- [Excerto para leitura]:
* * * * * * *

28.3.08

Todas as palavras são inúteis

Quatro da manhã.
«Um dos mais prolíferos arquitectos»

De súbito, deixo de escutar. Ao longe, a voz do Rui carcomida por um corpo sem braços a brincar com malabares

«Patente na interessante... originais e também betão armado... pelo Pelouro...Arquivo»

A morte segura os óculos, num gesto de apreensão e espreita do cimo do armário da entrada. Ofegante.

«Aprofundado estudo... editado... obras... sobretudo no... transitou... precisamente»

Precisamente, susurra o homem sem braços dos malabares. E a morte a rir-se de um homem morto sem braços a brincar com malabares.

«Esta é, assim, uma de três personalidades... mas prevê-se um mecanismo com os primeiros sintomas...»

Foder e ir às compras, fazer o gato desaparecer; O gato da Alice numa repartição das finanças; Sou capaz de muito mais. Incapaz de muito menos. O pensamento esvaiu-se-me pelas veias. Um comprimido, apenas, para salvar o mundo. Isto está tão próximo da verdade que até mete medo. Tentativa de partir para uma coisa igual. Um romance de aventuras. Acordes estilhaçados e a sombra da bandeira francesa.

«Sobretudo para cinéfilos»

Deves julgar-te feliz e iluminado, do alto da tua retórica de náuseas. Podias morrer num acidente de automóvel, que eu diria às pessoas que te são próximas: "O defunto era demasiado bloco de notas, coitado".

«É uma daquelas vetustas»

Como o ciúme, a dor e a perda.

«Crianças a partir dos 3 anos»

Vai-te foder e deixa-me em paz. Senhores e senhoras este é o meu fantasma.
A morte suspira e o homem sem braços dos malabares tem, agora, meia hora para ser surrealista, antes de morrer outra vez. "O saboroso ADN da pele", idealiza a morte.
Para mim, nada mais importa para além da estúpida invasão de discos voadores, manchete de um noticiário que nunca existiu. Há um monstro no planeta Vénus e a gente só pensa em foder e ir às compras.

Quem procura longe, ignora o que está perto.

* * * * * * *

- [Dados de localização de pontos em imagens]:
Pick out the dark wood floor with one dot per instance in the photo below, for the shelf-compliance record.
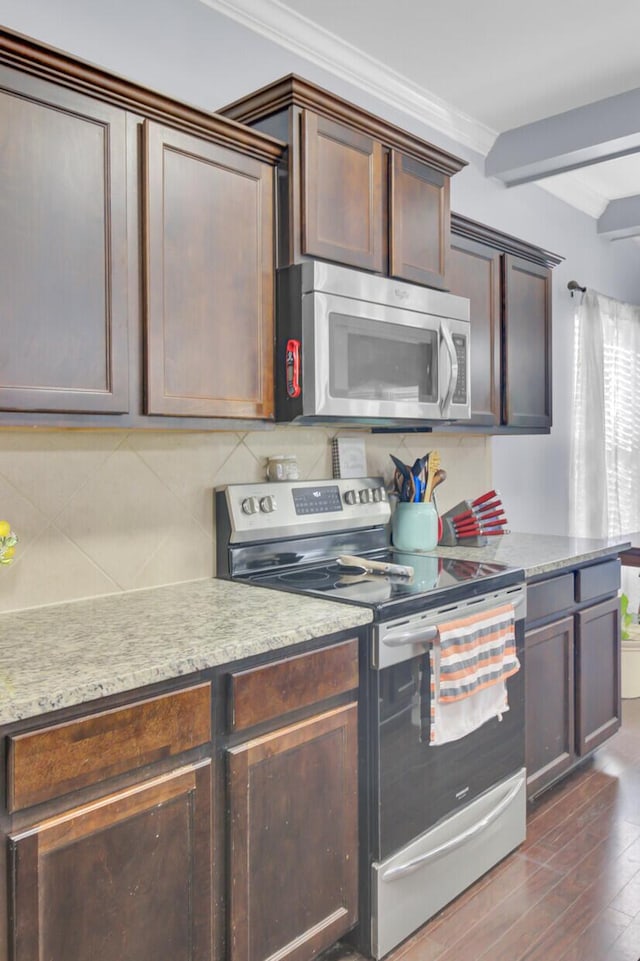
(571, 892)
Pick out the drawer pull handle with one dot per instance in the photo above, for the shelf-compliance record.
(393, 874)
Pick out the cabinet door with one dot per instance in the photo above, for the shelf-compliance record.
(474, 272)
(342, 217)
(419, 227)
(126, 877)
(549, 703)
(293, 834)
(63, 250)
(527, 344)
(598, 674)
(209, 278)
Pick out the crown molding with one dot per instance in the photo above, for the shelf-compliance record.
(282, 25)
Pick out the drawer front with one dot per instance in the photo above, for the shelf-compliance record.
(54, 760)
(549, 597)
(267, 692)
(597, 580)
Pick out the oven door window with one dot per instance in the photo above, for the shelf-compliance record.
(381, 360)
(421, 784)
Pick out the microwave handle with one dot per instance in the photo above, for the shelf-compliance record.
(445, 402)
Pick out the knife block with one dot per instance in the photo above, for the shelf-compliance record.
(449, 537)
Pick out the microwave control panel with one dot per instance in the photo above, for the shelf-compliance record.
(460, 393)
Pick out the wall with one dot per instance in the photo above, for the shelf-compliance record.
(102, 512)
(76, 544)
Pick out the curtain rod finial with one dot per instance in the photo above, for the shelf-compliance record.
(573, 285)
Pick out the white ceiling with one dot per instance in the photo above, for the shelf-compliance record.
(476, 69)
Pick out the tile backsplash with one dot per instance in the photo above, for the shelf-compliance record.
(102, 512)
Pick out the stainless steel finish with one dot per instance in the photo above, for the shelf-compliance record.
(406, 637)
(485, 821)
(358, 285)
(415, 883)
(371, 566)
(445, 402)
(250, 523)
(317, 309)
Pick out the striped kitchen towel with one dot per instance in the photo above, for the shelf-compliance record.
(469, 667)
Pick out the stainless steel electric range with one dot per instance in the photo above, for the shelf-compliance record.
(433, 818)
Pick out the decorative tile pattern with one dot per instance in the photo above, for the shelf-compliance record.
(108, 511)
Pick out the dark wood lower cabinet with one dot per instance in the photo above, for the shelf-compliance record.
(293, 838)
(598, 674)
(549, 719)
(124, 878)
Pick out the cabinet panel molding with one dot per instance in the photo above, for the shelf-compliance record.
(209, 278)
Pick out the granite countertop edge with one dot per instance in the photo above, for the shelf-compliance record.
(68, 654)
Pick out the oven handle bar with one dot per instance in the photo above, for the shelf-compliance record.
(393, 874)
(426, 636)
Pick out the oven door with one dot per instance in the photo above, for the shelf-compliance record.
(419, 784)
(370, 360)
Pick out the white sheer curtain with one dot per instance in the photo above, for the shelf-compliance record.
(605, 483)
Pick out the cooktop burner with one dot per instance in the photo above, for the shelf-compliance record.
(432, 575)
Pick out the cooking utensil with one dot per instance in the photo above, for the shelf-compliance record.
(369, 566)
(432, 469)
(403, 479)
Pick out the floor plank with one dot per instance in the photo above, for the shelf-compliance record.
(571, 892)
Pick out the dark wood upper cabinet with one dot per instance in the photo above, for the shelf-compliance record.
(419, 221)
(355, 189)
(123, 212)
(63, 250)
(508, 283)
(209, 278)
(527, 343)
(474, 272)
(342, 184)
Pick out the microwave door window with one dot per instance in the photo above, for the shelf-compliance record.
(380, 360)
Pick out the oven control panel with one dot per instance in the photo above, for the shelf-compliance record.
(263, 511)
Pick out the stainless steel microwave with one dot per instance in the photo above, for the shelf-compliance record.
(358, 348)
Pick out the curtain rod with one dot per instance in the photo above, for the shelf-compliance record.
(573, 285)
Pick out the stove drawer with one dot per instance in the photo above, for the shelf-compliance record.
(267, 692)
(412, 885)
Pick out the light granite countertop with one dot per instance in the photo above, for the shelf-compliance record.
(66, 654)
(539, 553)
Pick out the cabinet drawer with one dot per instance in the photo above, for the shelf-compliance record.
(54, 760)
(597, 580)
(549, 597)
(266, 692)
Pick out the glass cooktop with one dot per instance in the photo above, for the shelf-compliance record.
(432, 576)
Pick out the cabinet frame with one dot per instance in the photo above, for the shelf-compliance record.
(244, 912)
(30, 848)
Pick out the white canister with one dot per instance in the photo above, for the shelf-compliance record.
(282, 467)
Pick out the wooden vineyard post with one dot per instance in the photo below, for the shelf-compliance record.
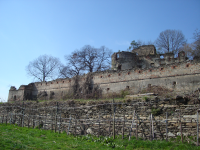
(22, 124)
(152, 126)
(136, 130)
(75, 124)
(56, 116)
(131, 126)
(150, 134)
(99, 126)
(52, 120)
(113, 120)
(45, 121)
(197, 127)
(60, 121)
(39, 121)
(166, 127)
(2, 119)
(69, 125)
(6, 116)
(110, 124)
(15, 118)
(123, 127)
(181, 128)
(28, 120)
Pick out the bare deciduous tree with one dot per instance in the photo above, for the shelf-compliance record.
(192, 49)
(170, 40)
(43, 68)
(196, 44)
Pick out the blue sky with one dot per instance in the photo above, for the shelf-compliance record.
(30, 28)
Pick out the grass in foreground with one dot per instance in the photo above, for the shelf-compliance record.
(15, 137)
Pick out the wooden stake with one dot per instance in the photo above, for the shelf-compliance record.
(113, 120)
(56, 116)
(197, 128)
(123, 127)
(69, 125)
(181, 128)
(131, 125)
(150, 134)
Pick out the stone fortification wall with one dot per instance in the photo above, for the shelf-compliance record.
(97, 118)
(180, 77)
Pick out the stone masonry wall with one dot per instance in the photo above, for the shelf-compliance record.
(180, 77)
(97, 118)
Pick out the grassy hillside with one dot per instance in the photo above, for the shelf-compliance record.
(15, 137)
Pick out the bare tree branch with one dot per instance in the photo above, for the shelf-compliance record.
(43, 68)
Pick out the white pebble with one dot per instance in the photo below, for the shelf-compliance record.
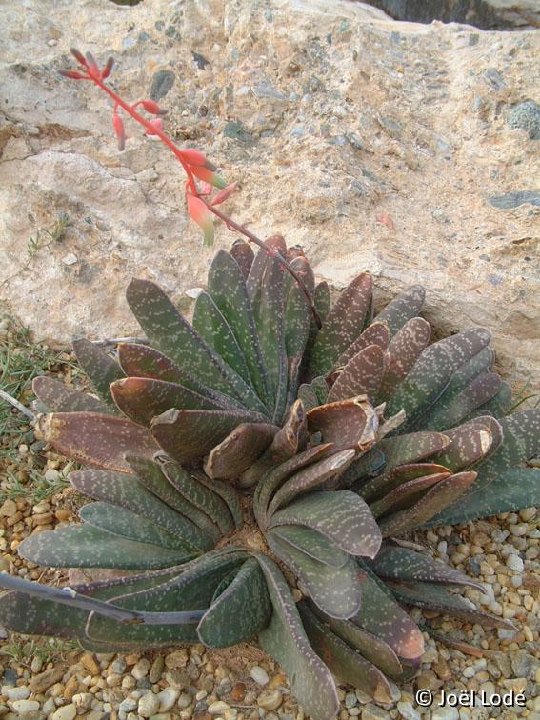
(260, 675)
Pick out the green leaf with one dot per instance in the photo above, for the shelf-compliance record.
(311, 543)
(398, 450)
(362, 375)
(346, 664)
(246, 600)
(286, 641)
(431, 374)
(239, 450)
(141, 399)
(58, 397)
(227, 288)
(341, 516)
(214, 329)
(403, 351)
(98, 365)
(382, 616)
(375, 650)
(401, 309)
(311, 477)
(171, 334)
(127, 492)
(96, 439)
(344, 323)
(87, 547)
(336, 590)
(375, 334)
(127, 524)
(512, 490)
(190, 434)
(434, 597)
(152, 478)
(200, 496)
(445, 493)
(403, 564)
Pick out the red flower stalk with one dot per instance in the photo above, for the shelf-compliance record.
(200, 204)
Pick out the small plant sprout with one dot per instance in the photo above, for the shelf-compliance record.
(202, 176)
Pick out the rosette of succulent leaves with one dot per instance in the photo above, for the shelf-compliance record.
(252, 475)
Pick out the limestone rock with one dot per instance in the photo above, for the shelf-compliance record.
(376, 144)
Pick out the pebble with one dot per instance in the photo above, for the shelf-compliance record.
(66, 712)
(167, 698)
(148, 705)
(24, 706)
(260, 675)
(272, 699)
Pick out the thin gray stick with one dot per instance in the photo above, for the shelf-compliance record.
(67, 596)
(17, 405)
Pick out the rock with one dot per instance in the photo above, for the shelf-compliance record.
(66, 712)
(24, 706)
(148, 705)
(260, 675)
(43, 681)
(428, 137)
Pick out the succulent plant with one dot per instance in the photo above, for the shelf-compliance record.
(252, 474)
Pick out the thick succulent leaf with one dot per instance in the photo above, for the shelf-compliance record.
(381, 615)
(406, 494)
(321, 300)
(403, 351)
(451, 412)
(96, 439)
(341, 516)
(398, 450)
(127, 492)
(58, 397)
(311, 543)
(193, 589)
(152, 478)
(228, 290)
(469, 444)
(362, 375)
(442, 495)
(127, 524)
(245, 601)
(243, 255)
(403, 564)
(239, 450)
(100, 367)
(375, 334)
(226, 493)
(372, 648)
(434, 597)
(173, 335)
(404, 307)
(310, 478)
(286, 641)
(189, 434)
(274, 478)
(351, 423)
(214, 329)
(200, 496)
(431, 373)
(344, 323)
(87, 547)
(336, 590)
(511, 490)
(346, 664)
(141, 399)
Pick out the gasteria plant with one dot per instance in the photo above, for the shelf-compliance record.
(252, 474)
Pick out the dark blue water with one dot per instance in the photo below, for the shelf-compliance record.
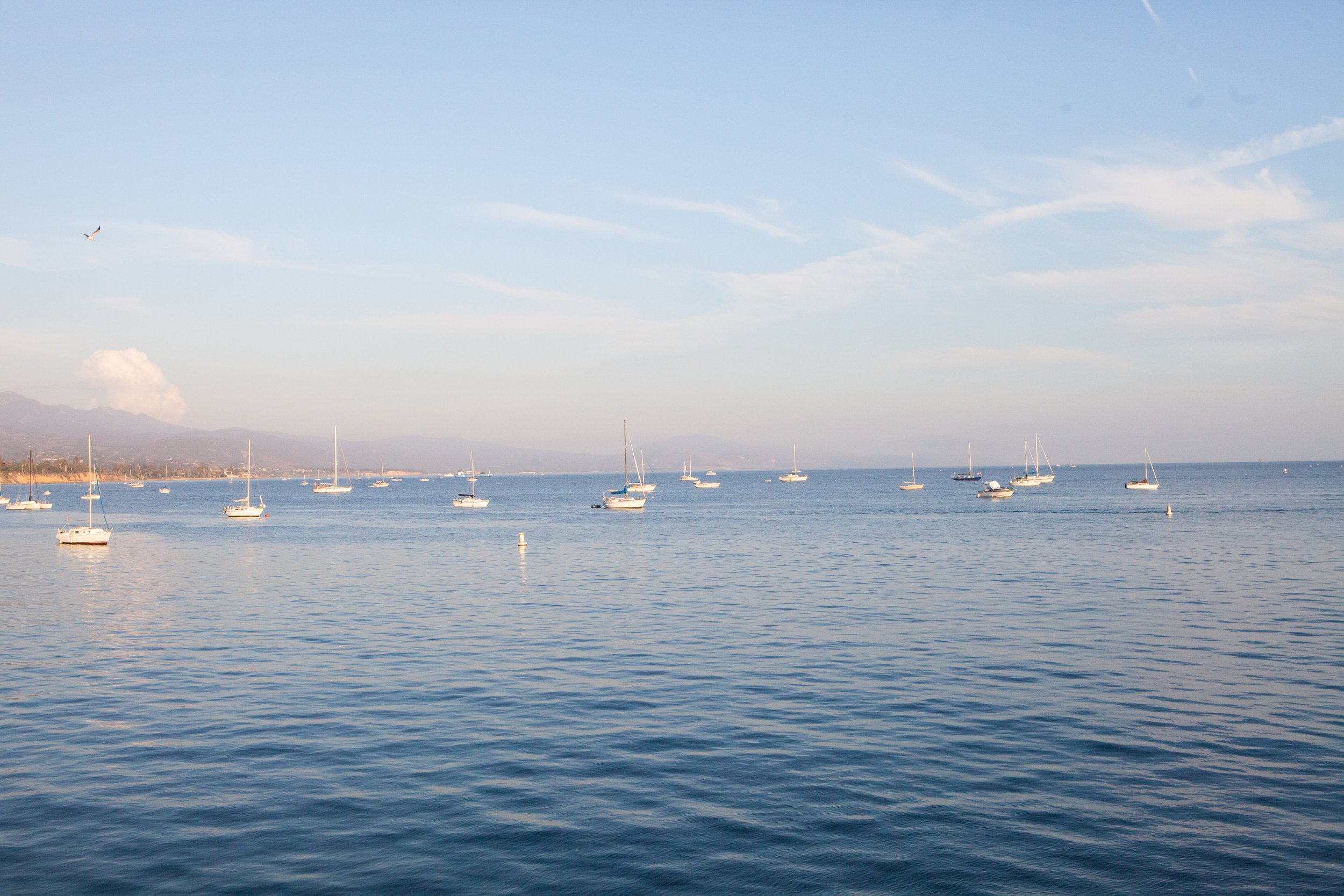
(828, 687)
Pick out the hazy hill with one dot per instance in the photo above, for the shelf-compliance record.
(57, 431)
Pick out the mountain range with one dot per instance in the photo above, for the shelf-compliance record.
(58, 431)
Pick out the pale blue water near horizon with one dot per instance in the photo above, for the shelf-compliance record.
(767, 688)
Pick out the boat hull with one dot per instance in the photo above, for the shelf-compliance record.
(84, 535)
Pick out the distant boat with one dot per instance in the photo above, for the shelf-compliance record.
(624, 499)
(242, 508)
(796, 476)
(334, 486)
(33, 503)
(912, 485)
(1146, 484)
(471, 500)
(95, 535)
(380, 483)
(969, 476)
(993, 491)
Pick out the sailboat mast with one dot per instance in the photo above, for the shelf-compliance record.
(90, 481)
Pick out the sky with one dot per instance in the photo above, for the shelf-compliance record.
(871, 227)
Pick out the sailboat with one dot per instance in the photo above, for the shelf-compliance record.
(334, 486)
(795, 476)
(993, 491)
(380, 483)
(969, 476)
(643, 485)
(88, 534)
(33, 503)
(624, 499)
(1146, 484)
(471, 500)
(1026, 480)
(242, 508)
(912, 485)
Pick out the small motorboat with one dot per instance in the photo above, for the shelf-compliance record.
(993, 491)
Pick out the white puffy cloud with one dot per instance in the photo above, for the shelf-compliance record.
(131, 382)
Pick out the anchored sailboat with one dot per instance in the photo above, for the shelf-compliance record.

* * * * * * *

- [O que se pede]: Cite o trecho do texto que começa nas palavras que contêm "A morte suspira" e termina logo depois de "ir às compras.". Estes registos têm uma origem diferente da do texto.

- [Espaço de resposta]:
A morte suspira e o homem sem braços dos malabares tem, agora, meia hora para ser surrealista, antes de morrer outra vez. "O saboroso ADN da pele", idealiza a morte.
Para mim, nada mais importa para além da estúpida invasão de discos voadores, manchete de um noticiário que nunca existiu. Há um monstro no planeta Vénus e a gente só pensa em foder e ir às compras.